Gather every line of the data below that contains the word "fireplace", and copy each of those lines unchanged.

Input records:
----------

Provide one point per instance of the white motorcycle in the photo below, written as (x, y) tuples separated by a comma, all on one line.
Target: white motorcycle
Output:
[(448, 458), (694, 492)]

----------

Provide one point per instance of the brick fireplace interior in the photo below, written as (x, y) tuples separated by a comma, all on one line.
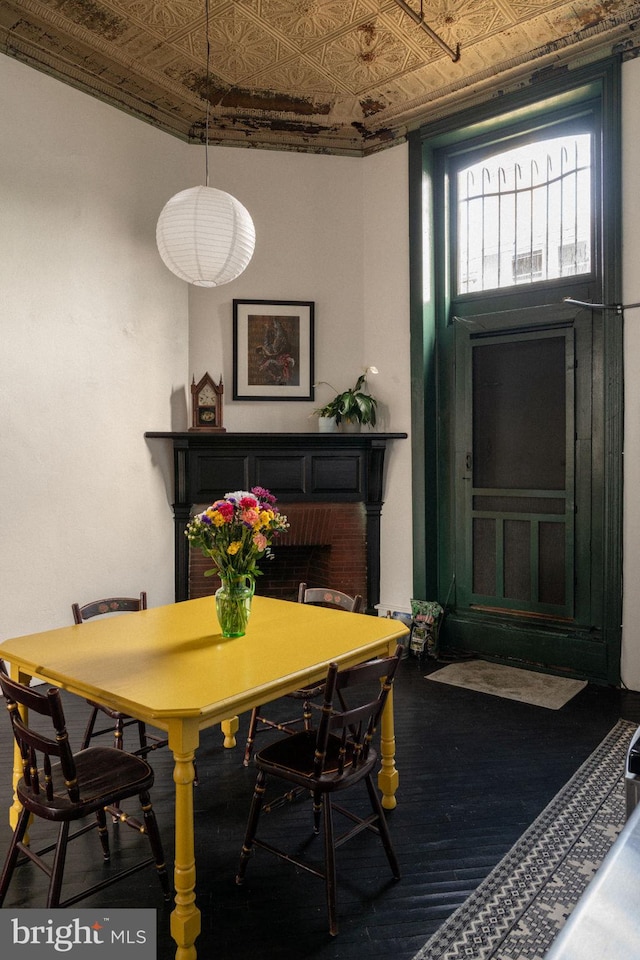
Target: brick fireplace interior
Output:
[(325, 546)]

----------

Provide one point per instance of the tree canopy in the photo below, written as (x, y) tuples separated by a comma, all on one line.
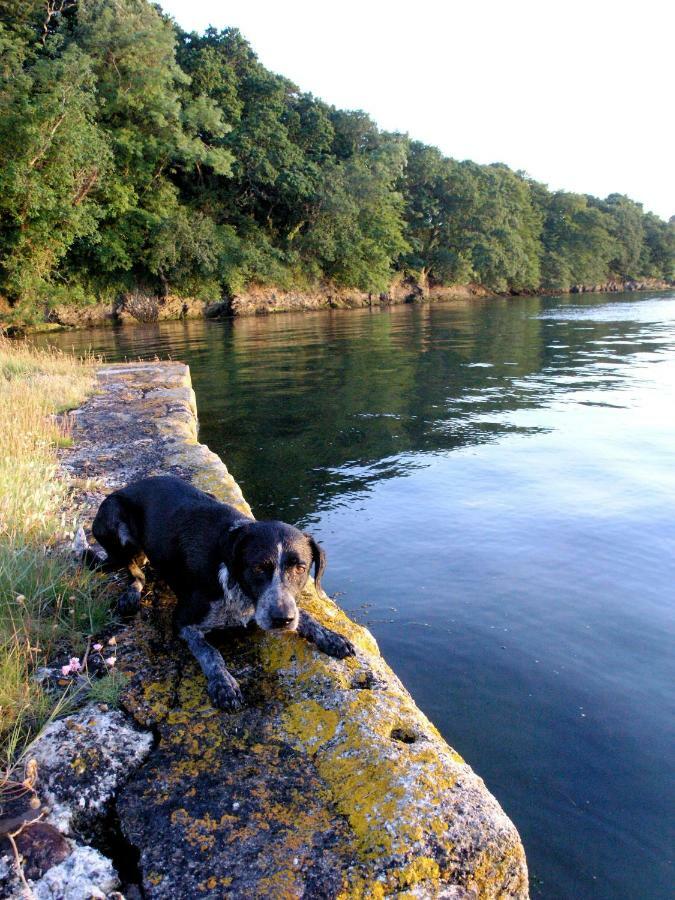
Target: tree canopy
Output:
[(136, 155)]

----------

Answer in full:
Provide one point per instance of the brick fireplace interior in the photo below, written as (x, y) tuples separated by a comma, all on one line.
Target: brick fireplace interior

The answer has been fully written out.